Work to be completed: Turn every line of the items below into a Markdown table with two columns, Row for the row number and Line for the line itself, and skip any blank lines. Leave the pictures out of the table.

╭─ Exercise material

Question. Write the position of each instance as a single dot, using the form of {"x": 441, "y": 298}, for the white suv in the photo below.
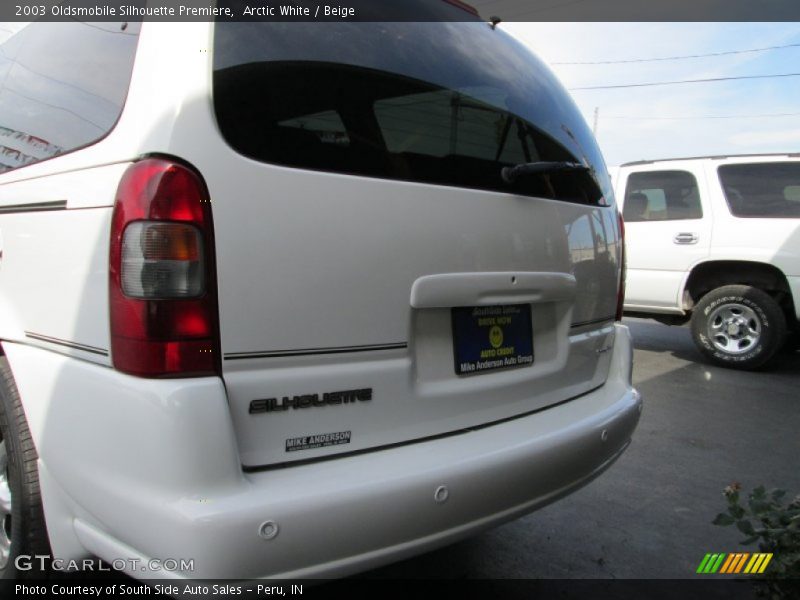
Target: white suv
{"x": 717, "y": 240}
{"x": 296, "y": 299}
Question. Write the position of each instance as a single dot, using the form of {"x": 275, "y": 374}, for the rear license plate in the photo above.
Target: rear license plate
{"x": 487, "y": 338}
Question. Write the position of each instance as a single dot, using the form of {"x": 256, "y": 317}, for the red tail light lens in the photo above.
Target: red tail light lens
{"x": 623, "y": 268}
{"x": 163, "y": 291}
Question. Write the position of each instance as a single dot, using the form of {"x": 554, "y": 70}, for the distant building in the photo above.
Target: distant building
{"x": 18, "y": 148}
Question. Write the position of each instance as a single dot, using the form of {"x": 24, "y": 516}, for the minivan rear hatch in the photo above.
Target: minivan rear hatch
{"x": 379, "y": 281}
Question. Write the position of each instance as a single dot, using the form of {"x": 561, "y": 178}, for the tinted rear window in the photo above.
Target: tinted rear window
{"x": 62, "y": 86}
{"x": 662, "y": 196}
{"x": 762, "y": 189}
{"x": 440, "y": 103}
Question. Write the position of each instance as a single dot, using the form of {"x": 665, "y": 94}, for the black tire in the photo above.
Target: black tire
{"x": 757, "y": 327}
{"x": 23, "y": 526}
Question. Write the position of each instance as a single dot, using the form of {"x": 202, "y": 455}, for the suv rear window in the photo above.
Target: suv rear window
{"x": 440, "y": 103}
{"x": 662, "y": 196}
{"x": 62, "y": 87}
{"x": 762, "y": 189}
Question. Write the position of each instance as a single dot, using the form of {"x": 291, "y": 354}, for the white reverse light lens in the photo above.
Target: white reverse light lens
{"x": 162, "y": 260}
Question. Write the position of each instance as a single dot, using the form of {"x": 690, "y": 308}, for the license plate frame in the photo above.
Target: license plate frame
{"x": 491, "y": 338}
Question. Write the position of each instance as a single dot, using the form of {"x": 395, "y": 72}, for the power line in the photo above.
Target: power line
{"x": 654, "y": 83}
{"x": 642, "y": 118}
{"x": 680, "y": 57}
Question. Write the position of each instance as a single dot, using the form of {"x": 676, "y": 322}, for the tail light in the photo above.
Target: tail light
{"x": 163, "y": 291}
{"x": 623, "y": 268}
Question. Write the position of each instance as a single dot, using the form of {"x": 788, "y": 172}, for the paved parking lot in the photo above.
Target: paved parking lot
{"x": 650, "y": 515}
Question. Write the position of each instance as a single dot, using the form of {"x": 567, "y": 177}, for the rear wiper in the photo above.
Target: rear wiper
{"x": 511, "y": 174}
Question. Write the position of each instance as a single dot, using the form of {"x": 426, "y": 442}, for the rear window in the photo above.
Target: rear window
{"x": 662, "y": 196}
{"x": 62, "y": 87}
{"x": 770, "y": 190}
{"x": 439, "y": 103}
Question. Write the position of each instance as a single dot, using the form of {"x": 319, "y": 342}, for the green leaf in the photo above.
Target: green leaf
{"x": 723, "y": 520}
{"x": 745, "y": 527}
{"x": 748, "y": 541}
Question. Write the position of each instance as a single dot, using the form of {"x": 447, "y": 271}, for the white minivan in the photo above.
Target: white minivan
{"x": 296, "y": 300}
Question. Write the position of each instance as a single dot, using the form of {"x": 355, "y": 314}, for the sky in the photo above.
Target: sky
{"x": 696, "y": 119}
{"x": 674, "y": 120}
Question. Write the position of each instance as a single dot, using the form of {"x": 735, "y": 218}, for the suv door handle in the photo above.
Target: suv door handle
{"x": 685, "y": 238}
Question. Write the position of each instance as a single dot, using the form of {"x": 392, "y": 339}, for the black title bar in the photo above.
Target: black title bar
{"x": 403, "y": 10}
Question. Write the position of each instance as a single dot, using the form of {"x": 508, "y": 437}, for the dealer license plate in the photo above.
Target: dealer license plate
{"x": 487, "y": 338}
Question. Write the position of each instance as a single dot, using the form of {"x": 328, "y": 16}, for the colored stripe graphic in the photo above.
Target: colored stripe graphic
{"x": 734, "y": 563}
{"x": 703, "y": 563}
{"x": 727, "y": 565}
{"x": 741, "y": 562}
{"x": 767, "y": 558}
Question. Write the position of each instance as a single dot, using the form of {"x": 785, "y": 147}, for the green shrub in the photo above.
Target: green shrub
{"x": 774, "y": 525}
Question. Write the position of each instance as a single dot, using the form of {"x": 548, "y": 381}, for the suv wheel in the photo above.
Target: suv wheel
{"x": 738, "y": 326}
{"x": 22, "y": 526}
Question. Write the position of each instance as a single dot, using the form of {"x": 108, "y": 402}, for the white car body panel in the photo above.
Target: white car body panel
{"x": 179, "y": 492}
{"x": 658, "y": 268}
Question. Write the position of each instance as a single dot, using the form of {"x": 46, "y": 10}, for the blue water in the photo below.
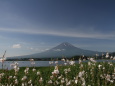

╰─

Exercise answer:
| Row | Line |
|---|---|
| 1 | Question. Write the position of each instance as a single dot, using the form of {"x": 441, "y": 298}, for the white suv in the photo below. |
| 2 | Target: white suv |
| 3 | {"x": 717, "y": 240} |
| 4 | {"x": 296, "y": 299} |
| 5 | Question. Write the position of each instance as a single dot, using the form of {"x": 275, "y": 374}, for the rear license plate in the photo above. |
| 6 | Target: rear license plate |
| 7 | {"x": 487, "y": 338} |
| 8 | Question. Write the position of each instance as a single dot, using the form of {"x": 256, "y": 317}, for the red tail light lens in the photo above. |
| 9 | Target: red tail light lens |
| 10 | {"x": 623, "y": 268} |
| 11 | {"x": 163, "y": 291} |
| 12 | Question. Write the position of each instance as a single dot, using the form of {"x": 554, "y": 70}, for the distant building in the photo above. |
| 13 | Target: distant building |
| 14 | {"x": 18, "y": 148} |
| 15 | Question. Write the position of each instance as a single dot, using the form of {"x": 24, "y": 516}, for the minivan rear hatch in the photo above. |
| 16 | Target: minivan rear hatch |
| 17 | {"x": 379, "y": 281} |
| 18 | Question. Write the position of each instance as a single dot, using the form of {"x": 561, "y": 178}, for the tinted rear window in the photo above. |
| 19 | Target: tinted rear window |
| 20 | {"x": 62, "y": 86} |
| 21 | {"x": 662, "y": 196} |
| 22 | {"x": 762, "y": 189} |
| 23 | {"x": 440, "y": 103} |
| 24 | Question. Write the position of each instance as a single dot, using the form of {"x": 665, "y": 94}, for the black tire in the photo above. |
| 25 | Target: black tire |
| 26 | {"x": 757, "y": 327} |
| 27 | {"x": 23, "y": 526} |
| 28 | Question. Write the position of each instance as a single dot, using the form of {"x": 202, "y": 455}, for the suv rear window in the photo above. |
| 29 | Target: suv rear window |
| 30 | {"x": 440, "y": 103} |
| 31 | {"x": 662, "y": 196} |
| 32 | {"x": 62, "y": 87} |
| 33 | {"x": 762, "y": 189} |
| 34 | Question. Write the position of each instance as a single dot, using the form of {"x": 291, "y": 354}, for the white reverse light lens in the photo above. |
| 35 | Target: white reverse light lens |
| 36 | {"x": 162, "y": 260} |
| 37 | Question. Write the position of each instance as a single dot, using the form of {"x": 690, "y": 308}, for the license plate frame in the photo above. |
| 38 | Target: license plate frame |
| 39 | {"x": 491, "y": 338} |
| 40 | Question. Write the position of each instance as a single dot, using the form of {"x": 395, "y": 72}, for the power line in the photo above. |
| 41 | Target: power line |
| 42 | {"x": 654, "y": 83} |
| 43 | {"x": 642, "y": 118} |
| 44 | {"x": 680, "y": 57} |
| 45 | Question. Write the position of each instance as a single dot, using the form of {"x": 676, "y": 322}, for the tail light in the photo above. |
| 46 | Target: tail light |
| 47 | {"x": 163, "y": 291} |
| 48 | {"x": 623, "y": 268} |
| 49 | Question. Write the position of each instance as a single dot, using the form of {"x": 788, "y": 172}, for the paved parking lot in the photo above. |
| 50 | Target: paved parking lot |
| 51 | {"x": 650, "y": 515} |
| 52 | Question. Write the position of each instance as a single dot, using the form of {"x": 567, "y": 177}, for the rear wiper in the photo above. |
| 53 | Target: rear wiper |
| 54 | {"x": 511, "y": 174} |
| 55 | Question. Write the position of each instance as a single dot, using the form of {"x": 426, "y": 442}, for the rear window in the photo above. |
| 56 | Target: rear window |
| 57 | {"x": 662, "y": 196} |
| 58 | {"x": 62, "y": 87} |
| 59 | {"x": 770, "y": 190} |
| 60 | {"x": 439, "y": 103} |
| 61 | Question. Write the position of each instance as a single dot, using the form of {"x": 319, "y": 342}, for the green leaf in the photo above. |
| 62 | Target: green leaf |
| 63 | {"x": 723, "y": 520} |
| 64 | {"x": 745, "y": 527} |
| 65 | {"x": 748, "y": 541} |
| 66 | Question. Write the position of each instance as a single dot, using the form of {"x": 447, "y": 271}, for the white minivan in the photo above. |
| 67 | Target: white minivan |
| 68 | {"x": 296, "y": 300} |
| 69 | Question. Write the position of each instance as a single dot, using the form of {"x": 355, "y": 314}, for the sky in the photo above. |
| 70 | Target: sky |
| 71 | {"x": 696, "y": 119} |
| 72 | {"x": 674, "y": 120} |
| 73 | Question. Write the position of each instance as a single dot, using the form of {"x": 735, "y": 218}, for the suv door handle in the photo above. |
| 74 | Target: suv door handle |
| 75 | {"x": 685, "y": 238} |
| 76 | Question. Write the position of each instance as a single dot, using the form of {"x": 392, "y": 339}, for the black title bar in the photo above. |
| 77 | Target: black title bar |
| 78 | {"x": 403, "y": 10} |
| 79 | Question. Write the position of each instance as a single dot, using the form of {"x": 508, "y": 437}, for the dealer license plate in the photo above. |
| 80 | Target: dealer license plate |
| 81 | {"x": 487, "y": 338} |
| 82 | Question. Write the position of each instance as a single dot, using the form of {"x": 328, "y": 16}, for the colored stripe graphic in the photo above. |
| 83 | Target: colored stripe graphic |
| 84 | {"x": 734, "y": 563} |
| 85 | {"x": 703, "y": 563} |
| 86 | {"x": 727, "y": 565} |
| 87 | {"x": 741, "y": 562} |
| 88 | {"x": 767, "y": 558} |
| 89 | Question. Write the position of each instance as a single dot, using the form of {"x": 785, "y": 147}, for the green shrub in the photo above. |
| 90 | Target: green shrub |
| 91 | {"x": 774, "y": 525} |
| 92 | Question. Write the position of each instance as a single dot, using the form of {"x": 548, "y": 381}, for the suv wheel in the photo above. |
| 93 | Target: suv wheel |
| 94 | {"x": 738, "y": 326} |
| 95 | {"x": 22, "y": 526} |
| 96 | Question. Write the position of each instance as a single dot, using the form of {"x": 108, "y": 402}, for the white car body panel in the photo above. |
| 97 | Target: white car body panel |
| 98 | {"x": 179, "y": 492} |
| 99 | {"x": 658, "y": 268} |
| 100 | Question. Write the position of each instance as a single dot, using the form of {"x": 46, "y": 10}, for the blue water in the photo below. |